Después de 50 años en la Unión
Europea, la economía, la legislación y la vida cotidiana británicas están
profundamente ligadas a la sociedad europea. Hacer creer a la opinión pública
británica que estos lazos se pueden deshacer de un día para otro, sin coste alguno
y facilitando la recuperación por el Reino Unido del protagonismo mundial que
tuvo durante el viejo imperio británico, es pura irresponsabilidad política.
Pero esta irresponsabilidad, propia de los movimientos populistas, ha prendido,
también, en los partidos tradicionales británicos, tal y como aconteció, hace
tres años, cuando el entonces premier, David Cameron (hoy desaparecido del mapa
político), decidió inoportunamente y por pura estrategia política someter a
referéndum la permanencia del Reino Unido en la UE (23 de junio de 2016). Debió
antojársele que este procedimiento era el idóneo para, a través de una pregunta
elemental y binaria (retirada o permanencia), sacarse de encima problemas mucho
más complejos. La maniobra no le salió bien, pues tuvo que dimitir, dejando una
pesada herencia a su sucesora, Theresa May. La dificultad de manejar esta
herencia se manifestó al instante. Así, la política británica tardaría cerca de
un año (29 de marzo de 2017) en activar el artículo 50 del Tratado de la Unión
Europea, notificando formalmente la decisión de retirarse de la UE. A partir de
ahí, el reloj jurídico empezó a funcionar, dos años de plazo para negociar un
acuerdo de retirada y, en caso de no alcanzarlo y si no hubiera prórroga,
salida abrupta de la UE.

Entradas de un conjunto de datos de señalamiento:
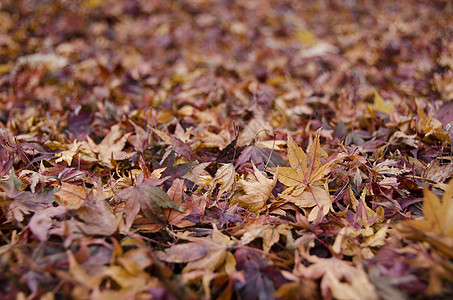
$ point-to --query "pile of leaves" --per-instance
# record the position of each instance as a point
(226, 149)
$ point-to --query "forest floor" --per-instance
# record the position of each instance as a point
(226, 149)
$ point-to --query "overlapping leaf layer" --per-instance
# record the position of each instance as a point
(253, 149)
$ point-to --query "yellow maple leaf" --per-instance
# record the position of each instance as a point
(306, 169)
(318, 197)
(437, 225)
(202, 253)
(269, 233)
(381, 105)
(67, 155)
(256, 191)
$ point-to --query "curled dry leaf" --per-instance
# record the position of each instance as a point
(255, 191)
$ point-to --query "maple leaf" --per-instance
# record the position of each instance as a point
(380, 105)
(269, 233)
(147, 198)
(226, 177)
(340, 279)
(67, 155)
(317, 197)
(202, 253)
(171, 216)
(111, 147)
(306, 169)
(437, 225)
(70, 195)
(256, 191)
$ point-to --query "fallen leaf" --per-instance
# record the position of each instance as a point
(306, 169)
(256, 191)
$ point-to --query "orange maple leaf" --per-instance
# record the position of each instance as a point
(437, 225)
(306, 169)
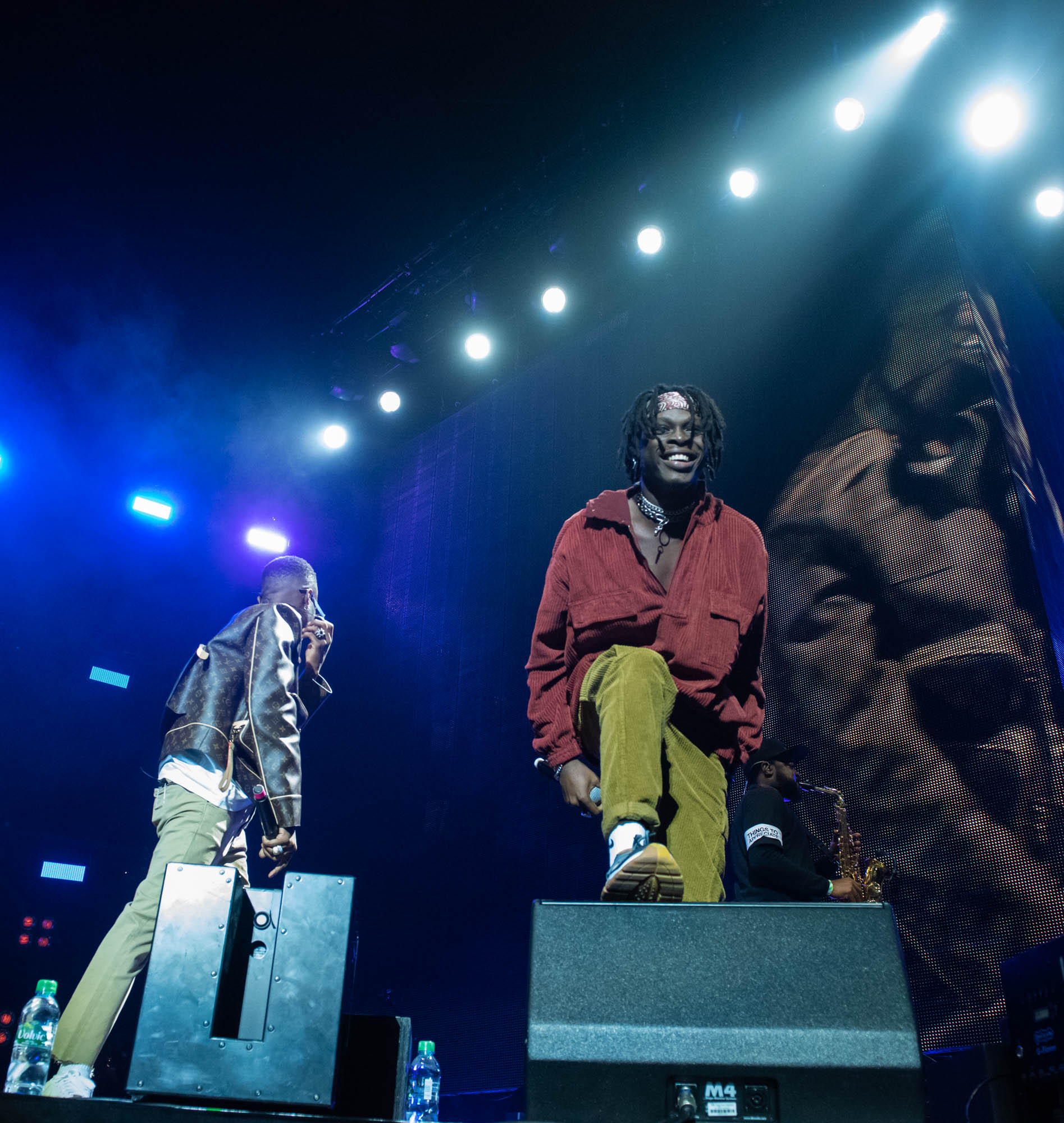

# [TAREAS]
(1) Responde estas preguntas según el fragmento:
(a) ¿En qué fecha se celebró el referéndum sobre la permanencia del Reino Unido en la UE?
(b) ¿Quién sucedió a David Cameron?
(c) ¿Qué artículo se activó el 29 de marzo de 2017, y de qué tratado?
(2) Indica si cada afirmación concuerda con el fragmento. Responde sí o no y cita las palabras que lo deciden.
(a) Cameron sometió a referéndum la permanencia en la UE por estrategia política.
(b) Tras la notificación formal, el plazo para negociar un acuerdo de retirada era de un año.
(c) Cameron siguió en su cargo después del referéndum.

# [RESPUESTAS POR TAREA]
(1)
(a) El 23 de junio de 2016.
(b) Theresa May.
(c) El artículo 50 del Tratado de la Unión Europea.

(2)
(a) Sí: "decidió inoportunamente y por pura estrategia política someter a referéndum la permanencia del Reino Unido en la UE".
(b) No: "dos años de plazo para negociar un acuerdo de retirada".
(c) No: "tuvo que dimitir".